Exercise directions –
Nothing but the lines below from the one that contains "Target: zipper pull" through the one that contains "Task: point to every instance of the shed wall" should be retyped, exactly and including both ends. Do not include pictures.

Provided records –
──────
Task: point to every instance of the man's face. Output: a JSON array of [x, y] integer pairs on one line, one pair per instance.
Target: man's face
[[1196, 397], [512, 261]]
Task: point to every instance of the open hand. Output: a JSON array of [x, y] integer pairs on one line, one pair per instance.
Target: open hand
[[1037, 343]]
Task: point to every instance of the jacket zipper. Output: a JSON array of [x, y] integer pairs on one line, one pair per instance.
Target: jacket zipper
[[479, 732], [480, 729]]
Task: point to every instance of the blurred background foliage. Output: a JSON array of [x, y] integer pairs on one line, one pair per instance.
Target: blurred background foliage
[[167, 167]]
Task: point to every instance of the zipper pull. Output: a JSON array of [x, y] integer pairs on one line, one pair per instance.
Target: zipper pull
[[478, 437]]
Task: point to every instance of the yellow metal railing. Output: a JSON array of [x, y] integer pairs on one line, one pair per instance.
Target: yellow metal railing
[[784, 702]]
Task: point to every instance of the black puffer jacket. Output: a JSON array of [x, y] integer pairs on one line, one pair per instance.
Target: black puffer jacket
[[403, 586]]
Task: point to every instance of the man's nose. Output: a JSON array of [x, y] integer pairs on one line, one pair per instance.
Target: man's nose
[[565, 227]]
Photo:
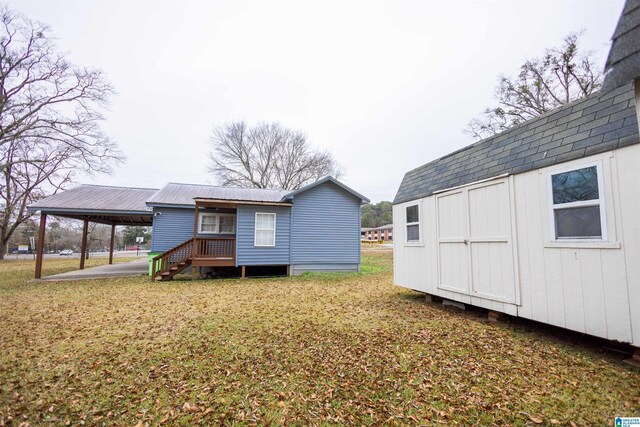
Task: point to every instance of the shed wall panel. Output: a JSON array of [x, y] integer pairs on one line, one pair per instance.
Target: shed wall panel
[[584, 286], [628, 175]]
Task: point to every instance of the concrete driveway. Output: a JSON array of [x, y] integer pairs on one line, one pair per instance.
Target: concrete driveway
[[138, 267]]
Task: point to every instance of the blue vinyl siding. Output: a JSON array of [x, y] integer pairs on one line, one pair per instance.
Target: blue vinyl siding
[[172, 226], [325, 230], [247, 253]]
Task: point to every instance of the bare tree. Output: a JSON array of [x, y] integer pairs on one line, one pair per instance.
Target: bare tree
[[49, 115], [562, 75], [267, 156]]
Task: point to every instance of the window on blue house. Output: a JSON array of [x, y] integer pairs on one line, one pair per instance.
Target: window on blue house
[[265, 229], [213, 223]]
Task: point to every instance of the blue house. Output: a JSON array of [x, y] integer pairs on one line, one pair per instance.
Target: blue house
[[313, 229]]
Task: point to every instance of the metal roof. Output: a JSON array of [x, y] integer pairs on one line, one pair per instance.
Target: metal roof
[[594, 124], [333, 180], [184, 194], [97, 198], [623, 62]]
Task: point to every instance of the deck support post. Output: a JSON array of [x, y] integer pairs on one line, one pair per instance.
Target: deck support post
[[113, 239], [195, 222], [40, 248], [83, 248]]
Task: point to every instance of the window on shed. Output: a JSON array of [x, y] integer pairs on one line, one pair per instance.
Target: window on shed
[[265, 229], [413, 223], [578, 204]]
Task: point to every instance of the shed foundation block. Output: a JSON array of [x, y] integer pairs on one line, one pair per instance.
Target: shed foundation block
[[495, 316], [432, 298], [635, 359], [458, 305]]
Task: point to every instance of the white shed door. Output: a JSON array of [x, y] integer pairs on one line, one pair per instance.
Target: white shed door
[[453, 253], [474, 242]]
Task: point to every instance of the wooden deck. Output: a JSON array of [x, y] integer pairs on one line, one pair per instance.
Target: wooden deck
[[197, 252]]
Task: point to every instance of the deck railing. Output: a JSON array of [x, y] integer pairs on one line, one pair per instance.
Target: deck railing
[[199, 248], [215, 247]]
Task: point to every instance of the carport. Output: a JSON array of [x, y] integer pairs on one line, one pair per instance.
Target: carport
[[94, 203]]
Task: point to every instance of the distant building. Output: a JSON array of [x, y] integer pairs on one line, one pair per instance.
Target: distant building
[[384, 232]]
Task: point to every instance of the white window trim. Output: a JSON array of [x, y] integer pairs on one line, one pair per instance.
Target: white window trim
[[600, 202], [407, 224], [255, 227], [218, 216]]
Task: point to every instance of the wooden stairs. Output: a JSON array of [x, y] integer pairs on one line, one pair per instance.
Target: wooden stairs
[[199, 252]]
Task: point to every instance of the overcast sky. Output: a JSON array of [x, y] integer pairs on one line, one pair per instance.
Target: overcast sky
[[386, 86]]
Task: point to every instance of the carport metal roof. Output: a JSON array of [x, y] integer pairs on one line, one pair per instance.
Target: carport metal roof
[[101, 204]]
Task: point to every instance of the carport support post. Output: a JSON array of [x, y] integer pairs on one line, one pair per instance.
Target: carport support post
[[40, 248], [113, 239], [83, 249]]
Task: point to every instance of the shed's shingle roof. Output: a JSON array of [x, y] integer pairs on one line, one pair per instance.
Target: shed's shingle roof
[[98, 198], [595, 124], [183, 194], [623, 63]]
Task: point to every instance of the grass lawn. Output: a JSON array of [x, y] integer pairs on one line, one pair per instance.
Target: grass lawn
[[314, 349]]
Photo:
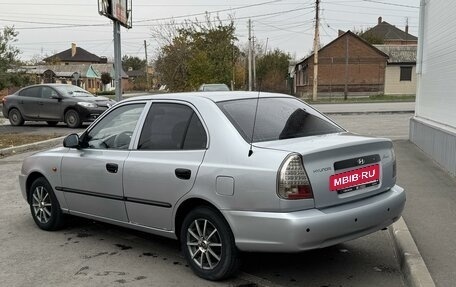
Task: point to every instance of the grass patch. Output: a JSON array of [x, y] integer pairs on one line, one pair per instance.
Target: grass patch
[[12, 140], [363, 99]]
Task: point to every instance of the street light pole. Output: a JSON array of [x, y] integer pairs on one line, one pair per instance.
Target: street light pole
[[117, 61]]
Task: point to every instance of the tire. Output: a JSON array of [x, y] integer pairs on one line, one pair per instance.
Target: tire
[[15, 117], [52, 123], [208, 244], [44, 206], [72, 119]]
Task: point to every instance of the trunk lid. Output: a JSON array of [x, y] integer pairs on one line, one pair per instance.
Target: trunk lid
[[342, 167]]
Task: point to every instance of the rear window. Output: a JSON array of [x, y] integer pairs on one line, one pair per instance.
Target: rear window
[[277, 118]]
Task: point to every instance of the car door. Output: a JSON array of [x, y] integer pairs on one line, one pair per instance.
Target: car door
[[50, 106], [92, 174], [28, 102], [165, 164]]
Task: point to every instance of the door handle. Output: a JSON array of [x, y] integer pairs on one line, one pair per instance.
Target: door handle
[[112, 167], [183, 173]]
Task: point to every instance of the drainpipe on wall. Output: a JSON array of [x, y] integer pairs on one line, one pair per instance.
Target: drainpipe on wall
[[419, 59]]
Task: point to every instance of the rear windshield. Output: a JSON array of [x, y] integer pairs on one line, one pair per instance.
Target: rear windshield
[[277, 118]]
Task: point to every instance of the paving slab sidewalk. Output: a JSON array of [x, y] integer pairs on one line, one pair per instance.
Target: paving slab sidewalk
[[430, 211]]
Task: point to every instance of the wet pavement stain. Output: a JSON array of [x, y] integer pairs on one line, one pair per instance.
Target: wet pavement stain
[[95, 255], [123, 247], [140, 277], [106, 273], [82, 271]]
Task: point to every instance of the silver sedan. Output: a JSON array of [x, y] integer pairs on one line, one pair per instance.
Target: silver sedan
[[222, 172]]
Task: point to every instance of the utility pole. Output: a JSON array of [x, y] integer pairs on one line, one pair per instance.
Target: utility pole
[[233, 68], [147, 70], [316, 46], [250, 55], [254, 65], [117, 61]]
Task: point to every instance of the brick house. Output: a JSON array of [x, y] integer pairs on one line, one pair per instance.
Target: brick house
[[347, 65], [400, 73], [73, 56], [388, 34]]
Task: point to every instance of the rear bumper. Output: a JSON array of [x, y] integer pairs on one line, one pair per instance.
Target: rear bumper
[[315, 228]]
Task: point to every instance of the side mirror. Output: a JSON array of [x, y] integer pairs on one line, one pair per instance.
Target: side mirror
[[71, 141], [56, 97]]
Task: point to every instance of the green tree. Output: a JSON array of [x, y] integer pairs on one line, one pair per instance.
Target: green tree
[[134, 63], [197, 53], [8, 59], [272, 71], [369, 37]]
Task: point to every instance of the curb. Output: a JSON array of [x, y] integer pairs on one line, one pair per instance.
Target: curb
[[369, 112], [31, 147], [411, 263]]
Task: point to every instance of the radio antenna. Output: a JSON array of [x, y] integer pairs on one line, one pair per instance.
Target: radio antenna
[[254, 119]]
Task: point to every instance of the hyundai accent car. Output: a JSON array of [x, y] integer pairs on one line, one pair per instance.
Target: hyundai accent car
[[222, 172], [213, 88], [54, 103]]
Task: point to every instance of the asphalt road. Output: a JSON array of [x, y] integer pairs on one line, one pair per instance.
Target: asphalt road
[[390, 125], [360, 108], [88, 253], [430, 211]]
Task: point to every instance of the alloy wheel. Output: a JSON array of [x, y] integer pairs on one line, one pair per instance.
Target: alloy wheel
[[41, 203], [204, 244]]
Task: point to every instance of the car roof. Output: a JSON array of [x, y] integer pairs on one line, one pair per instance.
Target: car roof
[[216, 96]]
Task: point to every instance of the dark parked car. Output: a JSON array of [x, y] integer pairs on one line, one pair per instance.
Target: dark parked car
[[213, 88], [54, 103]]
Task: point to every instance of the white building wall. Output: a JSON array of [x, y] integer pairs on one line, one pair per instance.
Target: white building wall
[[393, 83], [436, 98], [433, 128]]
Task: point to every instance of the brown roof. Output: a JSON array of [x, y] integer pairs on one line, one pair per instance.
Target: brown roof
[[386, 31], [81, 55], [399, 54]]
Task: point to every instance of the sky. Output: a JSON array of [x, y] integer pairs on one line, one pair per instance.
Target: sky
[[47, 27]]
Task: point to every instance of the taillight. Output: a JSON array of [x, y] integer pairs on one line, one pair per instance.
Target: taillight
[[292, 179]]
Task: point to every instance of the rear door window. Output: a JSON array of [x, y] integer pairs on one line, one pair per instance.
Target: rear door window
[[170, 126], [277, 119]]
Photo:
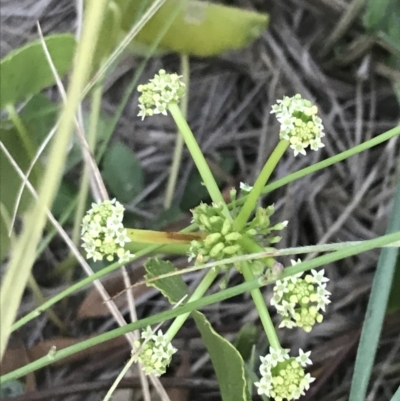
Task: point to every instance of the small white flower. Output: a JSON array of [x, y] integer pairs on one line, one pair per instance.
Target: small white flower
[[319, 277], [304, 358], [245, 187], [103, 234], [163, 90], [285, 380], [300, 124], [155, 352], [301, 301]]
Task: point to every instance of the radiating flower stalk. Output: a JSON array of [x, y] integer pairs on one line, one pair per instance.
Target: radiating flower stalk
[[225, 233]]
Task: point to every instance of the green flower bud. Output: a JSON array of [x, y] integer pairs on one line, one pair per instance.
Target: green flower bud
[[234, 236], [226, 227], [231, 250], [216, 249], [212, 239]]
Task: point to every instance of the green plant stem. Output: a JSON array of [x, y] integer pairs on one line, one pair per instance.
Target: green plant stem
[[269, 188], [259, 185], [23, 255], [189, 307], [178, 151], [198, 293], [198, 157], [262, 309], [120, 376], [252, 247]]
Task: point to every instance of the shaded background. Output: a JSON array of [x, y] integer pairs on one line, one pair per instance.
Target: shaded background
[[230, 99]]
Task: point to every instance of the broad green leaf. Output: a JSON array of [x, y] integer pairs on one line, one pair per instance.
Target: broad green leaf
[[66, 194], [122, 172], [200, 29], [227, 361], [246, 339], [9, 187], [38, 116], [173, 288], [11, 390], [11, 181], [4, 238], [394, 298], [26, 70], [376, 309]]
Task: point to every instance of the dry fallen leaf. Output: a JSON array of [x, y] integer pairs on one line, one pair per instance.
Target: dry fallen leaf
[[94, 306]]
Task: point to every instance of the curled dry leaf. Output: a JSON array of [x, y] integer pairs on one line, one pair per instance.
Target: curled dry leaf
[[93, 305]]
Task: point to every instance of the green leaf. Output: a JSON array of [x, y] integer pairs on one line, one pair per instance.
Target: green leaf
[[66, 194], [376, 309], [4, 238], [26, 70], [11, 390], [394, 297], [227, 361], [122, 172], [173, 288], [246, 339], [39, 116], [9, 188], [200, 28]]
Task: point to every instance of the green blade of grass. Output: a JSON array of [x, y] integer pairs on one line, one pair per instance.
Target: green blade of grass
[[189, 307], [376, 310]]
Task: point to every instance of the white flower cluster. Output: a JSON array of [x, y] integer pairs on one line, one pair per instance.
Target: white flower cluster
──────
Task answer –
Target: zipper pull
[[478, 437]]
Task: point to every instance of the yellow metal railing. Output: a JSON array of [x, y] integer pairs on one line, one pair per instance.
Target: yellow metal railing
[[784, 702]]
Task: point to every instance of the black puffer jacket. Output: a JSON array of [x, y] integer pairs on one line, one pair per instance.
Target: black puffer jacket
[[403, 586]]
Task: point to every instance of the man's nose. Output: a JSON array of [x, y] integer pairs on one line, one pair per instance.
Target: man's nose
[[565, 227]]
Photo:
Task: point to every instance of the shed wall panel. Output: a JSON array of [x, y] integer pairs on one line, one pair per instance.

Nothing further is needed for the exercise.